====== Text block
Class sizes in specific schools ?

Anonymous
Anonymous wrote:http://www.montgomeryschoolsmd.org/schools/woodacreses/staff/directory.aspx#Kindergarten

Four K classes. Count all the teachers k thru five and you can come up with an average class size based on last years numbers.

Or simply ask a neighbor how many kids are in the class.

Anecdotally, the class sizes in the W school pyramids are much larger than other parts of the county.


We are in Churchill with 20 kids in K.
Anonymous
Anonymous wrote:
Anonymous wrote:How do you find out class sizes? I've looked at MCPS website info for the school, it has # of students for each grade, but does not list # of teachers by grade - only totals. PTA doesn't have that info either.

Basically, I am trying to find out how overcrowded are Wood Acres/Pyle/Whitman are at the moment.


They are deemed overcrowded by parents who want 15 kids per class. In actual fact they are not overcrowded. Wood acres has just had a rebuild. Pyle and Whitman are due for the same in the next few years.


So how many in actual fact are there? 20? 30?
Anonymous
Anonymous wrote:This won't get you very useful information. MCPS has countywide class size caps. So each year, you divide the number of students into classes as close to the caps as possible. Class sizes will vary from year to year depending on how many kids there are.


OP here and at the risk of sounding like an idiot - what happens if they are over the class size cap? For example, enrollment for 2nd grade is 132, there are 4 2nd grade teachers in the directory so works out to 32 students per class. Official cap for a non-focus 2nd grade is 28. What do they do with surplus? Are they allowed to carry on as is?

Btw, hats off to everybody who took the time to comment "it's simple math" without pointing out where to get the missing data points. Utterly unhelpful. Obviously, I didn't know about separate school site with a detailed directory (and thanks to the PP who mentioned it, although that comment didn't really need to be mean spirited either. I don't have children yet, I am just trying to sort out where to buy a house).
Anonymous
They can opt to do a mixed class: half 1st graders and half 2nd graders. It's not ideal, but that's what usually happens when the numbers don't justify another class.
Anonymous
Anonymous wrote:
Anonymous wrote:This won't get you very useful information. MCPS has countywide class size caps. So each year, you divide the number of students into classes as close to the caps as possible. Class sizes will vary from year to year depending on how many kids there are.
============
====== Recorded data
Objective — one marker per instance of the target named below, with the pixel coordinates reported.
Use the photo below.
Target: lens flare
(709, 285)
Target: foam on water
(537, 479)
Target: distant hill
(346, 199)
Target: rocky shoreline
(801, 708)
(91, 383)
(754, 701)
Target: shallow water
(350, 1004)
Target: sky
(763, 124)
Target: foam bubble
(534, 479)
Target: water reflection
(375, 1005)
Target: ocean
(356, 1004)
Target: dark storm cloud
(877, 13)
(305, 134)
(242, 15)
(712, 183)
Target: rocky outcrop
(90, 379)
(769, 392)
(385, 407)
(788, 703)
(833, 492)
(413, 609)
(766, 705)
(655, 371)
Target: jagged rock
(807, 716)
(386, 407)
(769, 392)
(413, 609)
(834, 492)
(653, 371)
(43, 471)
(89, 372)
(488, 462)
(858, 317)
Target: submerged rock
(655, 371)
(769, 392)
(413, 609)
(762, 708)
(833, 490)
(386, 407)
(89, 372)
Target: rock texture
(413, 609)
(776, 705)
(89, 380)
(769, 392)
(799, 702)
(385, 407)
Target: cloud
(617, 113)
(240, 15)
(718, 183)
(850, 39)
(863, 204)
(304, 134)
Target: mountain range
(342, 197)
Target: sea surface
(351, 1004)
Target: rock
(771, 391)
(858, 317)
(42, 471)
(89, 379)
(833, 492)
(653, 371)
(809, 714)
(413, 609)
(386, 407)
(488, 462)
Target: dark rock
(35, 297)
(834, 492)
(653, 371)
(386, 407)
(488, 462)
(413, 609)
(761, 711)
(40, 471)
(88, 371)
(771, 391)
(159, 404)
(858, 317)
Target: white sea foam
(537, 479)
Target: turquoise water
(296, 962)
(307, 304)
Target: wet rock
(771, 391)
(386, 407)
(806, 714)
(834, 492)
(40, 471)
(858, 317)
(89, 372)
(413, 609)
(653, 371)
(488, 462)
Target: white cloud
============
● Directives:
• a. From the forum thread on class sizes, return the passage between "Class sizes in specific" and "of the county.", inclusive.
• b. Answer these about the forum thread on class sizes:
(i) How many kindergarten students does the poster in Churchill report?
(ii) What is the official cap for a non-focus 2nd grade class, according to the original poster?
(iii) What can a school do when the numbers don't justify another class?
• c. Extend the forum thread on class sizes, picking up after its final line.

● The responses:
• a.
Class sizes in specific schools ?

Anonymous
Anonymous wrote:http://www.montgomeryschoolsmd.org/schools/woodacreses/staff/directory.aspx#Kindergarten

Four K classes. Count all the teachers k thru five and you can come up with an average class size based on last years numbers.

Or simply ask a neighbor how many kids are in the class.

Anecdotally, the class sizes in the W school pyramids are much larger than other parts of the county.

• b.
(i) 20
(ii) 28
(iii) Form a mixed class of half 1st graders and half 2nd graders.

• c.
OP here and at the risk of sounding like an idiot - what happens if they are over the class size cap? For example, enrollment for 2nd grade is 132, there are 4 2nd grade teachers in the directory so works out to 32 students per class. Official cap for a non-focus 2nd grade is 28. What do they do with surplus? Are they allowed to carry on as is?

Btw, hats off to everybody who took the time to comment "it's simple math" without pointing out where to get the missing data points. Utterly unhelpful. Obviously, I didn't know about separate school site with a detailed directory (and thanks to the PP who mentioned it, although that comment didn't really need to be mean spirited either. I don't have children yet, I am just trying to sort out where to buy a house).


10:41 told you where to get the info, op. No clue why it never occurred to you to check the school's actual site to see the teacher directory. Life must be hard for you.
Anonymous
It is simple math if you have the max class sizes. You don't even need the number of teachers per grade, just look at the total kids per grade.

Here they are for this year.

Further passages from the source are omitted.